» TASK TO COMPLETE
Return all the data below as it stands, minus the pictures.

-------- DATA --------

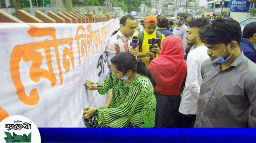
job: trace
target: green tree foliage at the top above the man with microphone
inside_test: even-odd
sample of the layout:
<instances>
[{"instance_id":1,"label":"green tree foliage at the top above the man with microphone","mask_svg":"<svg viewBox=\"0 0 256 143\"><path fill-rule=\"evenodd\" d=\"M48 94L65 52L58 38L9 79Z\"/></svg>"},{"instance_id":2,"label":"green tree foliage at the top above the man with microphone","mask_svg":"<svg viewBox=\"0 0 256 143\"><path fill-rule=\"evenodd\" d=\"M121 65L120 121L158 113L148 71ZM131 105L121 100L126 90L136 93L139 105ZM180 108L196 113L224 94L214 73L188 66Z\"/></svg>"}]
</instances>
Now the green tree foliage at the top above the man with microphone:
<instances>
[{"instance_id":1,"label":"green tree foliage at the top above the man with microphone","mask_svg":"<svg viewBox=\"0 0 256 143\"><path fill-rule=\"evenodd\" d=\"M140 6L144 3L148 7L152 7L151 0L111 0L115 7L121 7L125 12L140 12Z\"/></svg>"}]
</instances>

--------

» ANSWER FOR THIS EXERCISE
job: trace
target: green tree foliage at the top above the man with microphone
inside_test: even-odd
sample of the layout:
<instances>
[{"instance_id":1,"label":"green tree foliage at the top above the man with microphone","mask_svg":"<svg viewBox=\"0 0 256 143\"><path fill-rule=\"evenodd\" d=\"M48 94L65 52L58 38L9 79Z\"/></svg>"},{"instance_id":2,"label":"green tree foliage at the top above the man with microphone","mask_svg":"<svg viewBox=\"0 0 256 143\"><path fill-rule=\"evenodd\" d=\"M121 65L120 121L158 113L148 71ZM131 105L121 100L126 90L136 93L139 105ZM180 108L196 113L224 94L214 73L188 66Z\"/></svg>"}]
</instances>
Now the green tree foliage at the top above the man with microphone:
<instances>
[{"instance_id":1,"label":"green tree foliage at the top above the man with microphone","mask_svg":"<svg viewBox=\"0 0 256 143\"><path fill-rule=\"evenodd\" d=\"M140 6L144 3L148 7L152 7L151 0L111 0L115 7L121 7L125 12L140 12Z\"/></svg>"}]
</instances>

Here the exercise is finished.